## [WHAT YOU ARE ASKED TO DO]
Every record that follows should be written out again without any change.

Items from a data source

Segment Open

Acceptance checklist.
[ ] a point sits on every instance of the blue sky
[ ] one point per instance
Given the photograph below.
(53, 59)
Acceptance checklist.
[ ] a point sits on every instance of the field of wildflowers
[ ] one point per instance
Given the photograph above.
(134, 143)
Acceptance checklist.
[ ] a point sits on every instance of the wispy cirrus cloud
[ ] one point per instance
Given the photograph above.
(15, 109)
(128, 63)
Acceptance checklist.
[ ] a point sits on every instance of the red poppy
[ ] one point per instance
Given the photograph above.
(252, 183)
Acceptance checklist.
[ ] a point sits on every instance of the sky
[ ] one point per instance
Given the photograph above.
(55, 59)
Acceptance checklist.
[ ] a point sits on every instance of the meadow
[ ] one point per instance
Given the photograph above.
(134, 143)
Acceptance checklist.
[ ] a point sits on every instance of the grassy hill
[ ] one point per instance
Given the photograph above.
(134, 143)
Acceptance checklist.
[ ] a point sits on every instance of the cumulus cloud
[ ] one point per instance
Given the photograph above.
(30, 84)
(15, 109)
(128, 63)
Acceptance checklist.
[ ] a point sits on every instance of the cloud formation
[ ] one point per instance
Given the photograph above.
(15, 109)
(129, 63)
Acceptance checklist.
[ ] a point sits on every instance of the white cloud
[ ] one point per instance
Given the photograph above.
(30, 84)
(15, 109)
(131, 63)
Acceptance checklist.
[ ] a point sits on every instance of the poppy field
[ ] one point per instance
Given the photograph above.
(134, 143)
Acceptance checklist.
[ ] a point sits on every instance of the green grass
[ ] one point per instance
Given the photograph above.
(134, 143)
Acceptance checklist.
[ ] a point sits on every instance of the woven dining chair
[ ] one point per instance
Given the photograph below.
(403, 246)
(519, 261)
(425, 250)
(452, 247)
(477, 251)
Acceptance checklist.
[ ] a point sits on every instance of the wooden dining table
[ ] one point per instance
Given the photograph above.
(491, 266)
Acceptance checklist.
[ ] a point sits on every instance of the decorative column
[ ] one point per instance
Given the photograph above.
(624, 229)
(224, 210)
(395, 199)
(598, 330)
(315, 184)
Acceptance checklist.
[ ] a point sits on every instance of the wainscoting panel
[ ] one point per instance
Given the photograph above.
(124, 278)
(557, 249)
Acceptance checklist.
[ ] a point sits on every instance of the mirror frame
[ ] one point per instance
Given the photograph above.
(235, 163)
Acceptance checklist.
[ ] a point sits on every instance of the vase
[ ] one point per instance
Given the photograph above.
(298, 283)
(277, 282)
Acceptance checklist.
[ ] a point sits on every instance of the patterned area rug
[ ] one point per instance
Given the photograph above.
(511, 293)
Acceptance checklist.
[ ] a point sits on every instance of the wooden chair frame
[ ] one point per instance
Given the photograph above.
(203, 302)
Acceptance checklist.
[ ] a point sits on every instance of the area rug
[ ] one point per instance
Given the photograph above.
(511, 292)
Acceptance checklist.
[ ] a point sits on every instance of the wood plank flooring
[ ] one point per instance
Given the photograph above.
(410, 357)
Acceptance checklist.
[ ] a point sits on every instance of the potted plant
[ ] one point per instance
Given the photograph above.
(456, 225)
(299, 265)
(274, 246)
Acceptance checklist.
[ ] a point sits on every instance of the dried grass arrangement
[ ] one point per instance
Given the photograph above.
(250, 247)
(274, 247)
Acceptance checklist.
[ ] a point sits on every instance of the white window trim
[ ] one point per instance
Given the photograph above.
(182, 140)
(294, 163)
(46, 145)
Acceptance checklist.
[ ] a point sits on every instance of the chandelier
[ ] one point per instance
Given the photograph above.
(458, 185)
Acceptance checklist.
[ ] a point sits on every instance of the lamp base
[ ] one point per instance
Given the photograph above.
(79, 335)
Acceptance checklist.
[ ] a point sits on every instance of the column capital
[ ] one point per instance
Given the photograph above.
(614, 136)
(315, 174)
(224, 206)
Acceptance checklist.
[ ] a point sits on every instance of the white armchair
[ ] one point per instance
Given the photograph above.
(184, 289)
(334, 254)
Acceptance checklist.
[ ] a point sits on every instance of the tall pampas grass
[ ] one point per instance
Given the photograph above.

Segment Closed

## [EXERCISE RESPONSE]
Acceptance checklist.
[ ] a point sits on every instance of the blue sky
[ ] one point per instance
Given the photograph below.
(53, 59)
Acceptance checklist.
[ ] a point sits on every instance of the field of wildflowers
[ ] one point per instance
Given the photograph above.
(134, 143)
Acceptance checklist.
[ ] a point sits on every instance of the wispy cirrus cloud
[ ] one point per instance
Given the photograph above.
(15, 109)
(128, 63)
Acceptance checklist.
[ ] a point sits on every instance of the red poppy
[ ] one point per instance
Given the photograph above.
(252, 183)
Acceptance checklist.
[ ] a point sits on every instance of the sky
[ ] one point per instance
Given the photograph above.
(55, 59)
Acceptance checklist.
[ ] a point sits on every instance of the meadow
[ ] one point per instance
Given the photograph above.
(134, 143)
Acceptance checklist.
[ ] a point sits on every instance of the grassy hill
[ ] one point per instance
Given the photograph above.
(134, 143)
Acceptance checklist.
[ ] a point sits on every instance of the cumulus cloud
[ ] one point per instance
Given the photograph above.
(30, 84)
(15, 109)
(128, 63)
Acceptance checklist.
[ ] a point sits on every instance of the cloud formation
[ ] one point per instance
Given the photograph above.
(15, 109)
(129, 63)
Acceptance checklist.
[ ] a point sits on every instance of the white cloud
[ ] one point per instance
Given the photograph above.
(30, 84)
(15, 109)
(131, 63)
Acceptance checklist.
[ ] a point sits on every instance of the poppy field
[ ] one point per instance
Given the photograph above.
(134, 143)
Acceptance checklist.
[ ] a point sits on every instance of the green grass
[ ] one point per instance
Given the photograph above.
(134, 143)
Acceptance checklist.
[ ] a point sits on every instance of the woven dining chair
[ ] one point per instance
Given the photograph below.
(403, 246)
(519, 261)
(425, 250)
(452, 247)
(477, 251)
Acceptance checklist.
[ ] a point sits on every instance of the wooden dining table
[ ] one point per instance
Given the photograph above.
(491, 266)
Acceptance checklist.
[ ] a point sits on every instance of the decorative column
[ ] one point per instance
Given the photograph above.
(624, 229)
(224, 210)
(395, 199)
(598, 330)
(315, 184)
Acceptance checklist.
[ ] a point sits on every instance of the wainscoting panel
[ ] one point per instance
Given the photograph above.
(124, 278)
(557, 249)
Acceptance checklist.
[ ] a point sits on every instance of the mirror frame
[ ] one point per instance
Given the photograph above.
(235, 163)
Acceptance checklist.
[ ] a point sits on every instance of the vase
[ ] one point per instance
Given the photograph above.
(298, 283)
(277, 282)
Acceptance checklist.
[ ] a point sits on every instance of the patterned area rug
[ ] one point per instance
Given the photograph above.
(511, 293)
Acceptance checklist.
[ ] a point sits on every instance of the wooden chair frame
[ ] one point per instance
Given the photograph above.
(203, 302)
Acceptance checklist.
[ ] a point sits on every instance of the area rug
[ ] one point per instance
Given the photograph above.
(511, 292)
Acceptance checklist.
[ ] a point sits on every instance of the wood plank flooring
[ ] one point per instance
Given the photograph above.
(410, 357)
Acceptance checklist.
[ ] a point sits on every instance of the potted plant
[ ] one point per instance
Given the photograph above.
(456, 225)
(299, 265)
(274, 246)
Acceptance checklist.
[ ] a point sits on every instance of the dried grass arrangement
[ ] one point per instance
Given the photograph above.
(250, 247)
(274, 247)
Acceptance checklist.
[ ] a point sits on every instance of the white window trim
[ ] one point per instance
Given the photograph above.
(182, 140)
(294, 163)
(46, 145)
Acceptance checklist.
[ ] a point sits on every instance of the chandelier
[ ] one point per instance
Given the photograph above.
(458, 185)
Acceptance checklist.
[ ] a point sits on every instance of the lamp base
[ ] one point per instance
Given the photograph above.
(79, 335)
Acceptance checklist.
[ ] a point sits on every instance of the column capital
[ ] one point per instance
Given the photograph above.
(614, 136)
(315, 174)
(224, 206)
Acceptance checklist.
[ ] a point sits on every instance of the white armchair
[ ] one point per instance
Given the photograph above.
(184, 289)
(334, 254)
Acceptance checklist.
[ ] a point sits on every instance of the tall pampas grass
[ ] one point per instance
Given the photograph above.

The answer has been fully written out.